● Text passage:
<<<<

问题
I was happy doing my scrapping with R but found its limits. Trying to scrap the summary of cases of Argentina's Supreme Court, I found a problem for which I cannot find an answer. It is likely the outcome of learning by doing --- so please, do point out where my code works but is following a rather bad practice. Anyway, I managed to:
- Access the search page.
- Entry a relevant taxonomy term (e.g. 'DECRETO DE NECESIDAD Y URGENCIA') in
#voces
, click search and scrap the.datosSumarios
, where lies the information I need (case name, date, reporter, and so on). The code is bellow:
const puppeteer = require('puppeteer');
let scrape = async () => {
const browser = await puppeteer.launch({headless: false});
const page = await browser.newPage();
await page.goto('https://sjconsulta.csjn.gov.ar/sjconsulta/');
// wait until element ready
await Promise.all([
page.type('#voces', 'DECRETO DE NECESIDAD Y URGENCIA'),
page.waitForSelector('.ui-menu-item')
]);
await page.click('.ui-menu-item');
await Promise.all([
page.click('.glyphicon-search'),
page.waitForNavigation({ waitUntil: 'networkidle0' }),
]);
//Here we are in the place we want to be, and then capture what we need:
const result = await page.evaluate(() => {
let data = []; // Create an empty array that will store our data
let elements = document.querySelectorAll('.row'); // Select all Products
for (var element of elements){ // Loop through each proudct
let title = document.querySelector('.datosSumario').innerText;
data.push({title}); // Push an object with the data onto our array
}
return data; // Return our data array
});
//review ->
await page.click('#paginate_button2')

>>>>

● Task A: In the entries, rename "Query" to "Label" on the lines from the one holding "find the sable antelope in the photo above" through the end of the entries, inclusive, and leave everything else unchanged.
The forum post above and the entries after this line are unrelated material.

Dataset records
<<<<

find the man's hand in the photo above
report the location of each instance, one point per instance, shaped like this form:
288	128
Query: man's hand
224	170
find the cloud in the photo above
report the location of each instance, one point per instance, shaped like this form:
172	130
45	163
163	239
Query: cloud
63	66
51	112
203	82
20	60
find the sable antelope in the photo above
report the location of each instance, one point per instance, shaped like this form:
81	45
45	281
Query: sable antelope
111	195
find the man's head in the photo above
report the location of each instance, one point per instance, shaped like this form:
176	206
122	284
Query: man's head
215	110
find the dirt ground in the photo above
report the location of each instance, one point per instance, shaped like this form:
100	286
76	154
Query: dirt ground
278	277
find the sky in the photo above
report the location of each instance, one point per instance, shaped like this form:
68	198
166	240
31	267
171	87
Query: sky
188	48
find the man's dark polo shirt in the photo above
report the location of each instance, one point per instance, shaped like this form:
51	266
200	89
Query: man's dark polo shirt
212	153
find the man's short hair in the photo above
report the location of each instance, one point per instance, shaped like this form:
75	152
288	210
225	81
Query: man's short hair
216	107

>>>>

● Task B: In the forum post, what taxonomy term does the author enter in the search field as an example?

● Exercise output A:
find the sable antelope in the photo above
report the location of each instance, one point per instance, shaped like this form:
81	45
45	281
Label: sable antelope
111	195
find the man's head in the photo above
report the location of each instance, one point per instance, shaped like this form:
176	206
122	284
Label: man's head
215	110
find the dirt ground in the photo above
report the location of each instance, one point per instance, shaped like this form:
100	286
76	154
Label: dirt ground
278	277
find the sky in the photo above
report the location of each instance, one point per instance, shaped like this form:
68	198
166	240
31	267
171	87
Label: sky
188	48
find the man's dark polo shirt in the photo above
report the location of each instance, one point per instance, shaped like this form:
51	266
200	89
Label: man's dark polo shirt
212	153
find the man's short hair in the photo above
report the location of each instance, one point per instance, shaped like this form:
75	152
288	210
225	81
Label: man's short hair
216	107

● Exercise output B: DECRETO DE NECESIDAD Y URGENCIA